■ **What you have to do**
Word for word, write the records out again, but omit each picture.

[Point localization data]

══════════════════════════════

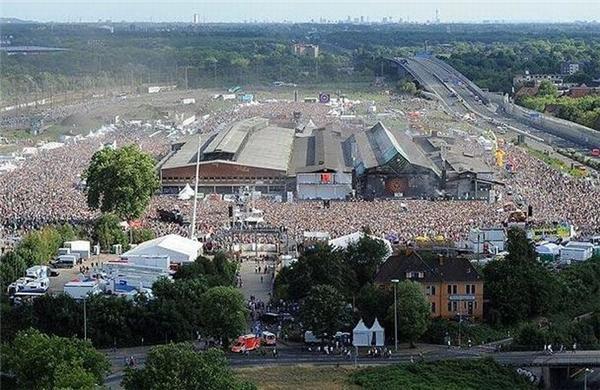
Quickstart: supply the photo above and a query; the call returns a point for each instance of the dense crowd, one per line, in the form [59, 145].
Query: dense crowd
[47, 189]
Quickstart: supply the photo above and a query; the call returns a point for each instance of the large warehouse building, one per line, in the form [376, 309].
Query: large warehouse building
[324, 163]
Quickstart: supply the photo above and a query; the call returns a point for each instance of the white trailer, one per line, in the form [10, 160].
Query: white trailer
[80, 289]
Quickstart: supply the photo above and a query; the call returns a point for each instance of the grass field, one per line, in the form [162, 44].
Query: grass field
[299, 377]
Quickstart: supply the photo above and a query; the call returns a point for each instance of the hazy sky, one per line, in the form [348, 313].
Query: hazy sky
[301, 10]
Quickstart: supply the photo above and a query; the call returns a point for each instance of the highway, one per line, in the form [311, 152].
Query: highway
[462, 96]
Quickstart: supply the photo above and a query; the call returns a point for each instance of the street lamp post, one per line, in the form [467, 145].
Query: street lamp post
[587, 372]
[84, 320]
[395, 282]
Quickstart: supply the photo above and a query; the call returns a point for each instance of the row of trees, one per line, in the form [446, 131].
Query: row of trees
[494, 66]
[584, 110]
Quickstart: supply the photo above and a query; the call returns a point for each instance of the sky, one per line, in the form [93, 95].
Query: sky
[301, 10]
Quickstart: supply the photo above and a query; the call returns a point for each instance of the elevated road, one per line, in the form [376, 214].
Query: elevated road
[463, 96]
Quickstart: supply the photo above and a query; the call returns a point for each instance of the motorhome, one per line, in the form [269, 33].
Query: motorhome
[29, 285]
[80, 289]
[249, 342]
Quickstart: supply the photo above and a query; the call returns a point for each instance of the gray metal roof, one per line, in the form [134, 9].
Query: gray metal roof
[323, 150]
[251, 142]
[231, 140]
[268, 148]
[379, 145]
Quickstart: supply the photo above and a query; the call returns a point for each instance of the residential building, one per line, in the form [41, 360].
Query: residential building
[452, 285]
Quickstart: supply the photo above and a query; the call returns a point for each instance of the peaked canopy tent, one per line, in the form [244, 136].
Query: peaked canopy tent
[377, 334]
[186, 193]
[361, 335]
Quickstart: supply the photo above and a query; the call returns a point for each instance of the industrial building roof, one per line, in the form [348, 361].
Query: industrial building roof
[323, 150]
[252, 142]
[378, 145]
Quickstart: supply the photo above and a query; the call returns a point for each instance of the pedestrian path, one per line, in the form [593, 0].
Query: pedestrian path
[252, 285]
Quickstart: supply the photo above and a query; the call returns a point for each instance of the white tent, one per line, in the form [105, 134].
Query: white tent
[186, 193]
[377, 334]
[361, 335]
[352, 238]
[179, 249]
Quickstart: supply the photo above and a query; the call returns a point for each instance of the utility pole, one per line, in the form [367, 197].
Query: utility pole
[395, 282]
[193, 227]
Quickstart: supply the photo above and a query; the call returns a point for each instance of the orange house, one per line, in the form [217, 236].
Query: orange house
[453, 287]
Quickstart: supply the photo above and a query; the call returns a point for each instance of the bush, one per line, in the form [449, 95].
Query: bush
[445, 374]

══════════════════════════════

■ **Expected answer**
Quickstart: supply the photo above and a query; the call returns a point for each instance of the dense crowd, one per line, in the form [59, 145].
Query: dense crowd
[47, 189]
Quickstart: supply the photo above and a query; the call returns a point for each instance of the large warehouse building, one per line, in the form [376, 309].
Query: large warehouse building
[324, 163]
Quickstart: supply the photo above and a query; the call returns a point for each instance of the white trailer, one per line, in the form [10, 160].
Query: white trailer
[80, 289]
Quickstart: supply the photo above and a query; the call returns a point for each instance of the grass field, one per line, in the form [162, 44].
Query: grass field
[299, 377]
Quickstart: supply the photo above and a query; the call returns a point for each instance of the hazy sky, one per line, in the form [348, 313].
Query: hazy sky
[301, 10]
Quickstart: supply the photo above and a query; the call returns a point for each instance of the highway, one per line, in the form [311, 152].
Query: highway
[462, 96]
Quickstart: supply the photo above and a query; the call returns a point for each instance of the street lamp post, one per line, in the form [467, 145].
Query: street lamp post
[587, 372]
[84, 320]
[395, 282]
Quickstart: supply the photo above and a query; the call returns a point for each instance of the row of trees, one per line, in the form [446, 131].
Query: row of trees
[494, 66]
[584, 110]
Quickstart: supply the photo above and a query; the call returns a point for each instance of the sky, one per line, in the form [93, 95].
Query: sky
[301, 10]
Quickstart: supply the photo above and a query; the call returns a point for each instance of the elevated road, one per line, in the form [376, 214].
Query: elevated road
[463, 96]
Quickstart: supply the photo above and a query; the call returns a point for each instance of the motorhome, one per line, in the form [269, 33].
Query: motorhome
[29, 285]
[80, 289]
[249, 342]
Quickstart: supply the photo above and a query; the call returns a point for each instance of the gray metal roof, one per line, in the form [134, 9].
Query: gray metal roof
[323, 150]
[251, 142]
[231, 140]
[268, 148]
[379, 145]
Quickstart: supply the photo above and a query; the call returns a point for each instance of the residential building, one per line, in the form [41, 360].
Query: residential building
[452, 285]
Quickstart: supply the photo above and a query; the call returns a point for each instance of the peaked canopy tent, one per line, in the form [244, 136].
Query: peaked canopy tent
[377, 334]
[186, 193]
[361, 335]
Quickstart: supply the photo above and a query; the call returns a point for each instance of the industrial building roof, one per line, in the form [348, 361].
Query: industrial building roof
[323, 150]
[252, 142]
[378, 145]
Quickstart: supply the photo above and a query; the call returns a point for each instance of the pedestrian path, one per line, in the form [593, 0].
Query: pedestrian path
[252, 285]
Quickstart: supply the photo above and a query; the call returns a point for each instance of the white tent, one per line, in the form [105, 134].
Query: white tent
[186, 193]
[377, 334]
[361, 335]
[352, 238]
[179, 249]
Quickstart: supply the photo above and a query; the call returns a point for each instance of the utility pole, one per line, in the form [367, 197].
Query: utility pole
[395, 282]
[193, 227]
Quickstart: supply the photo above and a query; the call returns a point for each instance of the orange house, one per line, in the form [217, 236].
Query: orange house
[453, 287]
Quickstart: supply the photo above and a query; the call returns a point for each instance of the bush, one per line, in the form [449, 95].
Query: bush
[445, 374]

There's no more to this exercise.